→ What is needed
From the data, return each line holding the word "sand".

→ Dataset entries

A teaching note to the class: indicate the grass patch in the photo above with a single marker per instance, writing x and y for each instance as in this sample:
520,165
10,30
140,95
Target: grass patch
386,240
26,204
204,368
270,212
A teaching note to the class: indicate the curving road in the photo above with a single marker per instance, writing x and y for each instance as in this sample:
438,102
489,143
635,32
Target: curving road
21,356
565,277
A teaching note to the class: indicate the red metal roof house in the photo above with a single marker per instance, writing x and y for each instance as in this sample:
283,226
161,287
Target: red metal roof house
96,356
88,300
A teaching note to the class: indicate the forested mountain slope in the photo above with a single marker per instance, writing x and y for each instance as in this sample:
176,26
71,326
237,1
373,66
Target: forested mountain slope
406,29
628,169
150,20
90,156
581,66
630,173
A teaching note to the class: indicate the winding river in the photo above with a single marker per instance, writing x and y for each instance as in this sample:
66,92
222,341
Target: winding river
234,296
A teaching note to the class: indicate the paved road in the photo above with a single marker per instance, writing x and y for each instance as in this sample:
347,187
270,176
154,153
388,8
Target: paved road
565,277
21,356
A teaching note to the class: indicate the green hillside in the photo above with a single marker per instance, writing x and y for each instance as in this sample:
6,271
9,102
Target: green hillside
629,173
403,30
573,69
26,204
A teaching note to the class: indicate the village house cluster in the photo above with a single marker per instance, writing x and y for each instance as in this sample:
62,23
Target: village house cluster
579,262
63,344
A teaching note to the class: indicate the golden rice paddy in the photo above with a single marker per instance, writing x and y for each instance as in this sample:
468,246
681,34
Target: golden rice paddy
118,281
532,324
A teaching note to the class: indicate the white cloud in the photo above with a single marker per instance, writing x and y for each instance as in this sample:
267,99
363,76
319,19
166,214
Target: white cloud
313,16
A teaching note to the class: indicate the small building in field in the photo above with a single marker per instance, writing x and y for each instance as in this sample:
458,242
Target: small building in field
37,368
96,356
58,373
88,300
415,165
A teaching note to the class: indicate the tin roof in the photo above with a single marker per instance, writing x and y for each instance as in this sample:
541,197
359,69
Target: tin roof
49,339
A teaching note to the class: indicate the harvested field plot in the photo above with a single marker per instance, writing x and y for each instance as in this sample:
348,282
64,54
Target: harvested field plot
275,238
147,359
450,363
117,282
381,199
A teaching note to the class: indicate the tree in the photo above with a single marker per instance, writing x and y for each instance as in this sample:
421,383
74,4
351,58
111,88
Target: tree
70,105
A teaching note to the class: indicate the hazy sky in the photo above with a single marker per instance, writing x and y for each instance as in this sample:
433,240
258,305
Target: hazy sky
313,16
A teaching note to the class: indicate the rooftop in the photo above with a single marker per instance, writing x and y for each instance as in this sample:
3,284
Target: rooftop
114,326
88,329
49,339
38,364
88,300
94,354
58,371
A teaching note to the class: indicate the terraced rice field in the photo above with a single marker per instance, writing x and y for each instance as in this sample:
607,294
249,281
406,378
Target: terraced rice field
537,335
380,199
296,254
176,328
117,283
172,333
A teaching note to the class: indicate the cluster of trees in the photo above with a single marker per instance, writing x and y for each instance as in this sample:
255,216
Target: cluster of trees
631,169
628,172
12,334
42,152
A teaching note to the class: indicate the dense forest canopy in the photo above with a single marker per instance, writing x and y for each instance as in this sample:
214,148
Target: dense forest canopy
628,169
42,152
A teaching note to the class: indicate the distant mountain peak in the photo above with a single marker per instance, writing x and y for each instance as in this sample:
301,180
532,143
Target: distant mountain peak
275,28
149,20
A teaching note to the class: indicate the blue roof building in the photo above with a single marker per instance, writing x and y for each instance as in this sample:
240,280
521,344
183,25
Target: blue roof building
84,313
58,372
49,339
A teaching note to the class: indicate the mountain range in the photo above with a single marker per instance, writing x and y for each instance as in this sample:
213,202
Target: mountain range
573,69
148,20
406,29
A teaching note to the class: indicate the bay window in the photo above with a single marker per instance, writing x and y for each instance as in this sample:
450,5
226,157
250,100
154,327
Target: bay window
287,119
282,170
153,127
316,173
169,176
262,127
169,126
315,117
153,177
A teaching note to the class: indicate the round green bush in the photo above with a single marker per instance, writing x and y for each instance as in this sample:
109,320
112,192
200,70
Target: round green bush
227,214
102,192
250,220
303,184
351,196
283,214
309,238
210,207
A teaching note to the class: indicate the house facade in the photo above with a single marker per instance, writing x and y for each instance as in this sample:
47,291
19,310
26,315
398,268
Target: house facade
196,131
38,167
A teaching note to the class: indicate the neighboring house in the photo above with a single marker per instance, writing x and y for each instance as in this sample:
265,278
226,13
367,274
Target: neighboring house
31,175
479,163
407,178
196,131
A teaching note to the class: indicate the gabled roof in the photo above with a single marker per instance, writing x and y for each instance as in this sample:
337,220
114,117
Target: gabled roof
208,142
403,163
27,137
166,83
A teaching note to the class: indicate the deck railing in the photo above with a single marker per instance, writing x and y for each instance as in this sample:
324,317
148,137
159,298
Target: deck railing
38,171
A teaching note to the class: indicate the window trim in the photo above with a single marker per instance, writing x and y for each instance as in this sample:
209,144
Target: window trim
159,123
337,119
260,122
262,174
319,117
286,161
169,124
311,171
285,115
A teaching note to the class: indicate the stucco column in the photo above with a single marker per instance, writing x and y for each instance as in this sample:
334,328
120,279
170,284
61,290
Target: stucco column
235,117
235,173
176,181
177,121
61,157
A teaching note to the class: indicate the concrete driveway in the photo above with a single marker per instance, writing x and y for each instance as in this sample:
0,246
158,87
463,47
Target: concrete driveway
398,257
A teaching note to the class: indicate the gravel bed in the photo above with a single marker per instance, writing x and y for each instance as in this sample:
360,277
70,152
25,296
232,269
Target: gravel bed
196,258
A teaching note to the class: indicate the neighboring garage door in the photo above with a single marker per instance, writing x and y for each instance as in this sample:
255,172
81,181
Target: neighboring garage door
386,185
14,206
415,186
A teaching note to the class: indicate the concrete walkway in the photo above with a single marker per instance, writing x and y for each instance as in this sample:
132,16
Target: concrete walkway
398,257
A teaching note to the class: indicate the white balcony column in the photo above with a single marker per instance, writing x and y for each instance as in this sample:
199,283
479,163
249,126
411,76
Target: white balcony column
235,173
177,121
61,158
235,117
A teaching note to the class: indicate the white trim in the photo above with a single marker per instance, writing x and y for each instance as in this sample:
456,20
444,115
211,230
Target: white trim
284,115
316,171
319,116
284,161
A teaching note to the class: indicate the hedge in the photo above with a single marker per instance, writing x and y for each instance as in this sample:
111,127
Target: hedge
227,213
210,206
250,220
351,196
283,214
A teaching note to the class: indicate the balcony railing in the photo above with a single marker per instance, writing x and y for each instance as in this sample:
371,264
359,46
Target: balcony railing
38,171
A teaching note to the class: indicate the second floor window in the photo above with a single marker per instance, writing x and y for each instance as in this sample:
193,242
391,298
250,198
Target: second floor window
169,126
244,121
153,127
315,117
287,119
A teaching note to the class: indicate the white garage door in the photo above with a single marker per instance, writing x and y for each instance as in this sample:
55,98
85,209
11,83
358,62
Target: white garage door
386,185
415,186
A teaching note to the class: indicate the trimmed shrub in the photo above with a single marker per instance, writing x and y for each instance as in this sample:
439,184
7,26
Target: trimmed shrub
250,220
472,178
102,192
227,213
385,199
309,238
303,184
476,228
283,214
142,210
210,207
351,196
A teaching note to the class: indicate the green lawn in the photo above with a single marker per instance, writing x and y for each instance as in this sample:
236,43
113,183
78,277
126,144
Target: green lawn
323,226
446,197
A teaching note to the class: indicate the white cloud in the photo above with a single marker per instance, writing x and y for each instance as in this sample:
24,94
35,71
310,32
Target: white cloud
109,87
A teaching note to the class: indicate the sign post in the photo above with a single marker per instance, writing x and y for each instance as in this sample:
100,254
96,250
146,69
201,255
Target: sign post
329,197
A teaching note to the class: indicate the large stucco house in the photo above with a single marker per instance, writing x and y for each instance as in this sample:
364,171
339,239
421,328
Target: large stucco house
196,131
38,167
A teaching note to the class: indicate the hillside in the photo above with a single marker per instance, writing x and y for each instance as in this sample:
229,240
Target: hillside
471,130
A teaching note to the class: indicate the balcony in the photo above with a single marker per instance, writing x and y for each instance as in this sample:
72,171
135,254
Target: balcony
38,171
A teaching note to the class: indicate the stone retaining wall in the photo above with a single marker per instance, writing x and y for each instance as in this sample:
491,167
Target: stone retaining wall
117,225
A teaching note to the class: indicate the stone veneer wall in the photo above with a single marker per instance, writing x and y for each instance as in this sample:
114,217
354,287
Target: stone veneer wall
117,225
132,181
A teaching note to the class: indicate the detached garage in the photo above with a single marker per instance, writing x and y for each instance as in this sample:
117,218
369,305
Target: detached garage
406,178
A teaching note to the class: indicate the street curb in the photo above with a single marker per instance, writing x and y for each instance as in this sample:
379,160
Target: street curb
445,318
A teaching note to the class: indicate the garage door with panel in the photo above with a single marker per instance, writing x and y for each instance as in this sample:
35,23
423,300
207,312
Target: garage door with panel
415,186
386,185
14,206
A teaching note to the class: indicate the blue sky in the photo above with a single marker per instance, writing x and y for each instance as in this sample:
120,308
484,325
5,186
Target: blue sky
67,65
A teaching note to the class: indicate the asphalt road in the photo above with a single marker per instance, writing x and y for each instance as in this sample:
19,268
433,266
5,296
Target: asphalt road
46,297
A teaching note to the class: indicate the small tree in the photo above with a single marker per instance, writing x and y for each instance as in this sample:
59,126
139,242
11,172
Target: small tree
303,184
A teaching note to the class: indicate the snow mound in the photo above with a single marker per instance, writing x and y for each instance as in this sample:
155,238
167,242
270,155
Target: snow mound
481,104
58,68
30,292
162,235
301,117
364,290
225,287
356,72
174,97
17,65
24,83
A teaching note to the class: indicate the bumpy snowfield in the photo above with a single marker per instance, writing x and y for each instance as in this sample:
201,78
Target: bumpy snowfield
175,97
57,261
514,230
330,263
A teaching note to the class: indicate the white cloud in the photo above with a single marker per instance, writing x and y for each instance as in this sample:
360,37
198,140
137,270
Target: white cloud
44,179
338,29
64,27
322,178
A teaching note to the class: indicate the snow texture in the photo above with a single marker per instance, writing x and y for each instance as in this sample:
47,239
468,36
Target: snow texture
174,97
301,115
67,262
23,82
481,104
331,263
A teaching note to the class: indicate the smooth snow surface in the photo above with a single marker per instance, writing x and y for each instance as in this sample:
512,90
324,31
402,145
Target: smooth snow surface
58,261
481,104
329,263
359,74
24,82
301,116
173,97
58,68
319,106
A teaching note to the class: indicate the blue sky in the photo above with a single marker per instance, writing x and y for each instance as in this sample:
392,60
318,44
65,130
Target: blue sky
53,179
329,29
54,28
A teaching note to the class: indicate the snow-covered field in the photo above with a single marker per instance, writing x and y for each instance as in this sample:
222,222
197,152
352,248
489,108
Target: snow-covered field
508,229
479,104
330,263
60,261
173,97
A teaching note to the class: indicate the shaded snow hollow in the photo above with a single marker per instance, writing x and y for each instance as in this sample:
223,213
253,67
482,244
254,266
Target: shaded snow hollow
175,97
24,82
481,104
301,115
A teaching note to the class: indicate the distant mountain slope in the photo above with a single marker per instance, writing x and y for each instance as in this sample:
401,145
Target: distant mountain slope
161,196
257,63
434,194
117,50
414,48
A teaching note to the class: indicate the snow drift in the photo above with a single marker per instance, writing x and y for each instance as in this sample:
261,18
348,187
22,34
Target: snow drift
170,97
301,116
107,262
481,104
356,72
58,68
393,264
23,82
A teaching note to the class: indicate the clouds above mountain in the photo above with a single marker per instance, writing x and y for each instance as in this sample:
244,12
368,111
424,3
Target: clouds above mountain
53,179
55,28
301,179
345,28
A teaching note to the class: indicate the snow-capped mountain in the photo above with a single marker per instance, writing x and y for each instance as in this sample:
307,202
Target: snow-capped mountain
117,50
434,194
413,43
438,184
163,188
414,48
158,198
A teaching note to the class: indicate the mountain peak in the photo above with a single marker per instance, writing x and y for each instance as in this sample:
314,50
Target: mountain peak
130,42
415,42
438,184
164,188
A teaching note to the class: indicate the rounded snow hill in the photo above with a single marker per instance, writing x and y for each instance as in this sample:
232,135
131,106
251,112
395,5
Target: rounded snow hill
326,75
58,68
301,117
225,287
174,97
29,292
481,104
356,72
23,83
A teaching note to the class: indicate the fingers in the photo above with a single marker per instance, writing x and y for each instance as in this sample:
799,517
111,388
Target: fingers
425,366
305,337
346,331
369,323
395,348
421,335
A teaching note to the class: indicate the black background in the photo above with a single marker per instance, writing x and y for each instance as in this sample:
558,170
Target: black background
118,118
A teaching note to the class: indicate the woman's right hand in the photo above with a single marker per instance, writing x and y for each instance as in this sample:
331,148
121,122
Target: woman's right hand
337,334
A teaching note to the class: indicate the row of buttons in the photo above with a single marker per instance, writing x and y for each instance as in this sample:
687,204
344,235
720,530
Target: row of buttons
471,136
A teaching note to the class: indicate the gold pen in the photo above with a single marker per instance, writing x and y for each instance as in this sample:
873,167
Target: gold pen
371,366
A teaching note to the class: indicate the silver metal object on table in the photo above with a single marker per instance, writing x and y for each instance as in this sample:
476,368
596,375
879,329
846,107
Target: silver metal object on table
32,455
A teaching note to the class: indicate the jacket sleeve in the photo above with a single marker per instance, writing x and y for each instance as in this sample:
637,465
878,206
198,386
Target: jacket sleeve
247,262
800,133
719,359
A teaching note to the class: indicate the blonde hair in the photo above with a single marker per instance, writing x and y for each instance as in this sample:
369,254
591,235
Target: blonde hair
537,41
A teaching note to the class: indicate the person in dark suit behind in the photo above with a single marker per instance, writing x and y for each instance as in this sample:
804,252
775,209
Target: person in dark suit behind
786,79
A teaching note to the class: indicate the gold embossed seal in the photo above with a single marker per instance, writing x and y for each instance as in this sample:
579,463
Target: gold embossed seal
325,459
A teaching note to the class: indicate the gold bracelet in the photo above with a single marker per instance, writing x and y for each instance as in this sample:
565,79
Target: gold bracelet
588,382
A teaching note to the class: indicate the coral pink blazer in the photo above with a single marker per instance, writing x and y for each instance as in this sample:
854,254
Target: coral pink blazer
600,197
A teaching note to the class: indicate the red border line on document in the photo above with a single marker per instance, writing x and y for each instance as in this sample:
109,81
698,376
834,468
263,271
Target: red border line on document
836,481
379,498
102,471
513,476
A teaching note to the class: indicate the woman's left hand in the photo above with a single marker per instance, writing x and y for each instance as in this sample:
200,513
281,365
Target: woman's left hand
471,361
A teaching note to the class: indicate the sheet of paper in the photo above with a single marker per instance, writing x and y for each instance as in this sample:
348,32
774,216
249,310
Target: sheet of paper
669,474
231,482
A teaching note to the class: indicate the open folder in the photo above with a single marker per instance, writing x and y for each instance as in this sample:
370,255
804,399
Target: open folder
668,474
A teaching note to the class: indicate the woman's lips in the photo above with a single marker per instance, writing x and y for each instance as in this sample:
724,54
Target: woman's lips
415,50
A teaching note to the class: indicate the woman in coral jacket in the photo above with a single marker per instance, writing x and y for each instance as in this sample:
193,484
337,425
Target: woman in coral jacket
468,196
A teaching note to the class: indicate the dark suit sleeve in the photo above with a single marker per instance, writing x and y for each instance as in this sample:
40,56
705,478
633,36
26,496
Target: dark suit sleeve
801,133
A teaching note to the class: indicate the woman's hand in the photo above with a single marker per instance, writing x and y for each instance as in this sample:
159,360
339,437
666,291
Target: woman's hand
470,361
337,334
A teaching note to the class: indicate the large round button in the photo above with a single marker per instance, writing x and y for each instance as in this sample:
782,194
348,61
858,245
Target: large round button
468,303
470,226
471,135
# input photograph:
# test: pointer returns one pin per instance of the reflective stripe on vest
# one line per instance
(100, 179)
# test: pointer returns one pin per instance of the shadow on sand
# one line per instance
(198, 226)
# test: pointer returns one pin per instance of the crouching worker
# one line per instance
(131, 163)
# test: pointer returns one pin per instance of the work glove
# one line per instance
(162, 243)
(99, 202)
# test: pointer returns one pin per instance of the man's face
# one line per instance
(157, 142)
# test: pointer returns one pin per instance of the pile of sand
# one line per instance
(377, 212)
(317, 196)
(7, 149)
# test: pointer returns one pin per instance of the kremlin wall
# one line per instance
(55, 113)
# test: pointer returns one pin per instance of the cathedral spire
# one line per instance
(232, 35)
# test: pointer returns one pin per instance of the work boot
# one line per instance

→ Written response
# test: pointer returns one pin per instance of the shadow on sand
# test: pointer returns one pin per instance of the pile of sand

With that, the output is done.